DESCRIPTION OF THE TASK:
Retype all of the entries below word for word, leaving every line unchanged.

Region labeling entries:
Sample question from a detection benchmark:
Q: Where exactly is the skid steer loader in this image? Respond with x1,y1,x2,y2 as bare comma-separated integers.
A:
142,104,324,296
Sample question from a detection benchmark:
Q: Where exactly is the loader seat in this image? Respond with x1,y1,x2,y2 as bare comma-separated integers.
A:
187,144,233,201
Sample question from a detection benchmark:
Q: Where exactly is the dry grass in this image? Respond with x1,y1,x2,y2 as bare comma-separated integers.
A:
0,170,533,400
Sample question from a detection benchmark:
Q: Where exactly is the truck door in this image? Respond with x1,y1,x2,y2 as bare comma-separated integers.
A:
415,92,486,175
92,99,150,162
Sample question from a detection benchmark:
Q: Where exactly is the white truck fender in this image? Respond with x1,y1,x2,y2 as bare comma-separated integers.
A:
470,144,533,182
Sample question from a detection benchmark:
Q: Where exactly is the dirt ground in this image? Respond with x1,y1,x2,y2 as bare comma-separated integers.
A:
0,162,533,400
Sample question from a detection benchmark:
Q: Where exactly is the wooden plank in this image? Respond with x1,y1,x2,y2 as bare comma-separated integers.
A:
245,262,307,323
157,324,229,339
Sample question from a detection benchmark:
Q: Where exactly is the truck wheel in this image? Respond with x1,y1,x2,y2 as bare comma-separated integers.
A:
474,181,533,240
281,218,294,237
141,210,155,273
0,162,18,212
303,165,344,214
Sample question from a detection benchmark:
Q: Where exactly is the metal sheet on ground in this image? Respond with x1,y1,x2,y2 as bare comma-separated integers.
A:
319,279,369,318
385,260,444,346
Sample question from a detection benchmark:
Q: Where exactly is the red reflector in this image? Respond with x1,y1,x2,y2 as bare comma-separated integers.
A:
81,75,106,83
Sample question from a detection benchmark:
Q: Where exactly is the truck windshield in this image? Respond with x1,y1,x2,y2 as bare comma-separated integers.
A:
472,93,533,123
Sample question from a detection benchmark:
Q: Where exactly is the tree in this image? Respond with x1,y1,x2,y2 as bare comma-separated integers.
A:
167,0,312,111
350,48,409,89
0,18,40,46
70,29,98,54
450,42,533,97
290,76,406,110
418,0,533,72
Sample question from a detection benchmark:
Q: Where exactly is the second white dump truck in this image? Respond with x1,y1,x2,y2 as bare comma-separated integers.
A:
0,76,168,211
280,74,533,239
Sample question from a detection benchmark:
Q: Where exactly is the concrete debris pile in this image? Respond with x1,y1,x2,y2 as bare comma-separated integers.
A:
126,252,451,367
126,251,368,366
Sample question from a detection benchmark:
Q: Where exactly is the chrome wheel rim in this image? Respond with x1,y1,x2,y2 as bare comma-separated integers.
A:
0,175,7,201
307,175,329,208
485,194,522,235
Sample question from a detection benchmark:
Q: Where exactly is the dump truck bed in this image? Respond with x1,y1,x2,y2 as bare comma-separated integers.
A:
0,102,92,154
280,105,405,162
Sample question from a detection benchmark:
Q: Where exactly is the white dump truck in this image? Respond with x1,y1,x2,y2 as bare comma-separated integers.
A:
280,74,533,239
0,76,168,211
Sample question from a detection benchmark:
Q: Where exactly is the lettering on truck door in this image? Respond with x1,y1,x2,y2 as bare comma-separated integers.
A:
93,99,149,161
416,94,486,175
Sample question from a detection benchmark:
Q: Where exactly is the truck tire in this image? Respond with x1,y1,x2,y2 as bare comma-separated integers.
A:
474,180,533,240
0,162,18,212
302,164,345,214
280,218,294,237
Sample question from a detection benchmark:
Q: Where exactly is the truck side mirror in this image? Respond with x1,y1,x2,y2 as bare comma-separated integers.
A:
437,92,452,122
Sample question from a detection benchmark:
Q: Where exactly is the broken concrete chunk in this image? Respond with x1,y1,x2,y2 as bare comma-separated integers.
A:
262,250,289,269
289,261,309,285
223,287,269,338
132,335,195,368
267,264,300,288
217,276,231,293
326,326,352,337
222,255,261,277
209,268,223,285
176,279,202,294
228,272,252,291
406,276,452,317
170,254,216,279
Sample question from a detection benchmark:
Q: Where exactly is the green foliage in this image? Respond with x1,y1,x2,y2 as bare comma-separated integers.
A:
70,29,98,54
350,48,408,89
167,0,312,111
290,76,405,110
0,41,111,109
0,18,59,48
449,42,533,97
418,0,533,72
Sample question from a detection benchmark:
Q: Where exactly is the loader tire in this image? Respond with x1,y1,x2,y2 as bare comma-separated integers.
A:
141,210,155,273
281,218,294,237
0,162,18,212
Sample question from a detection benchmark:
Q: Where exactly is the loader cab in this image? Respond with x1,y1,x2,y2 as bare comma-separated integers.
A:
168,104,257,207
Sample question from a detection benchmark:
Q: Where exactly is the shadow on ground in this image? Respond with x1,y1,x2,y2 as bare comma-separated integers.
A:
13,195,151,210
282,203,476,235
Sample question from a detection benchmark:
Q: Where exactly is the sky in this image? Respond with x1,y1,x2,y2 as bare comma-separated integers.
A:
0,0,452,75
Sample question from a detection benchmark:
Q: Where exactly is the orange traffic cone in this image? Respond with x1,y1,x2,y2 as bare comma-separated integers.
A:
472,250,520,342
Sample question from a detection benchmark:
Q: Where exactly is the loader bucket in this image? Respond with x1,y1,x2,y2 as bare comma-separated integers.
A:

EXERCISE RESULT:
Sample question from a detection benchmark:
Q: Where exactly is the skid steer loader in this image? Respond with x1,y1,x2,y2 as bare comma-separated integers.
A:
142,104,324,296
Sample question from a detection benchmark:
Q: Where exactly is the loader seat in this image? Respond with x1,y1,x2,y2 as bare comma-separated integers.
A:
187,144,233,201
Sample question from a detection benchmark:
Q: Where exactly is the dry grass in this image? Respond with x1,y1,x2,y2 as bare comma-separated integers.
A:
0,170,533,400
Sample question from a detection benchmark:
Q: Where exactly is the truck door in this image? Respond with x1,y1,x2,y2 as bare comma-separated integers.
A:
415,92,486,175
92,99,150,162
Sample question from a detection benchmark:
Q: Where exactly is the white truck fender in this image? Respond with x1,y1,x2,y2 as bare comma-separated integers.
A:
470,144,533,182
Sample question from a detection benchmark:
Q: Where exactly is the dirt ground in this image? Respond with x1,y1,x2,y2 as bare comma-separated integers.
A:
0,162,533,400
Sample question from a detection benchmark:
Q: Where exactly is the wooden plank in this image? Respond with x1,y1,x2,y2 as bare comma-separated integers.
A:
245,262,307,323
157,324,229,339
Sample question from a detection benchmark:
Q: Where exactly is the truck wheel in this image? Respond with x1,y1,x2,y2 as bare comma-separated integers.
A:
474,181,533,240
281,218,294,237
141,210,155,273
0,162,18,212
303,165,344,214
Sample question from a detection benchmark:
Q: Where exactly is the metal sheet on ground in this image? Respond with x1,y1,x2,y2 as bare comma-separated integers.
A:
319,279,369,318
385,260,444,346
Sample question from a detection benchmark:
Q: Where exactly is the red reflector in this image? Respond with x1,y1,x2,y2 as bare comma-separated integers.
A:
81,75,106,83
Sample question from a detection benchmark:
Q: Where exactly is the truck windshield in this image? Respond with x1,y1,x2,y2 as bare comma-separated integers.
A:
472,93,533,123
Sample question from a detection benchmark:
Q: Where exactly is the tree in this image? Respond with x1,y1,x2,y2 as bare comma-separated integers.
A:
167,0,312,111
350,48,409,89
0,18,40,46
70,29,98,54
450,42,533,97
290,76,406,110
418,0,533,72
Sample question from a detection benchmark:
Q: Where exactly is the second white dump truck in this image? Respond with x1,y1,x2,y2 as bare comma-separated integers.
A:
0,76,168,211
280,74,533,239
Sample question from a detection benchmark:
Q: Where exactly is the concrete debris pile in this image? Respond with x1,y1,x2,y2 as bare comma-separated integers.
A:
126,252,451,367
126,251,368,366
Sample question from a detection benchmark:
Q: Where exactly is the chrome wheel rim in this image? Respond with x1,y1,x2,y2 as bare comma-separated integers.
A:
0,175,7,201
307,175,329,208
485,194,522,235
Sample question from a detection benchmark:
Q: Where exactly is the dump truck bed in this image? Respond with x1,y1,x2,y2 as bare comma-separated integers.
A:
0,102,92,154
280,105,405,162
Sample question from a detection benchmark:
Q: Where exactly is the white dump truck in this image? Respond with x1,y1,x2,y2 as bare comma-separated integers.
A:
280,74,533,239
0,76,168,211
Sample question from a detection benchmark:
Q: Where exactly is the lettering on truck door in this image? Respond with x1,y1,x2,y2 as bare comma-separated integers.
A:
93,99,149,161
416,94,486,175
Sample question from a detection benchmark:
Q: Where exactly is the truck tire in this image? Respond with x1,y1,x2,y2 as bare comma-separated integers.
A:
474,180,533,240
0,162,18,212
302,164,345,214
280,218,294,237
Sample question from a detection benchmark:
Q: Where exactly is the truck side mirror in this image? Respond with x1,y1,x2,y2 as bare comma-separated integers.
A:
437,92,452,122
Sample question from a detection benchmark:
Q: Where exactly is the broken concrete chunk in this image? Respond with x1,y1,x2,y2 as bare comma-separated integers.
A:
262,250,289,269
289,261,309,285
223,287,269,338
132,335,195,368
267,264,300,288
217,276,231,293
326,326,352,337
222,255,261,277
209,268,223,285
176,279,202,294
228,272,252,291
406,276,452,317
170,254,216,279
Sample question from a detection benchmark:
Q: Where exactly is the green foliage in this image? Respond with x1,y1,x2,y2 as bare comma-separated integers.
A:
70,29,98,54
350,48,408,89
167,0,312,111
290,76,405,110
0,41,111,109
0,18,59,48
449,42,533,97
418,0,533,72
Sample question from a detection benchmark:
Q: Where exactly is the loader tire in this image? Respond with x1,y1,x2,y2 as bare comma-separated integers.
A:
141,210,155,273
281,218,294,237
0,162,18,212
Sample question from a detection benchmark:
Q: Where exactly is the loader cab in this image? Respond with x1,y1,x2,y2 as bare comma-separated integers.
A:
168,104,257,207
Sample question from a detection benchmark:
Q: Where exactly is the shadow on ground in this image? Respond with x1,y1,x2,y2 as bare comma-separated integers.
A:
13,195,151,210
282,203,476,235
Sample question from a detection benchmark:
Q: Where exactly is the sky in this image? Respond with x1,y1,x2,y2 as bare comma-separated integers.
A:
0,0,452,75
Sample question from a detection benchmark:
Q: Where exactly is the orange traffic cone in this image? Respond with x1,y1,x2,y2 as bare comma-separated integers.
A:
472,250,520,342
Sample question from a detection benchmark:
Q: Where exactly is the loader bucket in this image? Respond with x1,y1,x2,y2 as bare comma-separated integers.
A:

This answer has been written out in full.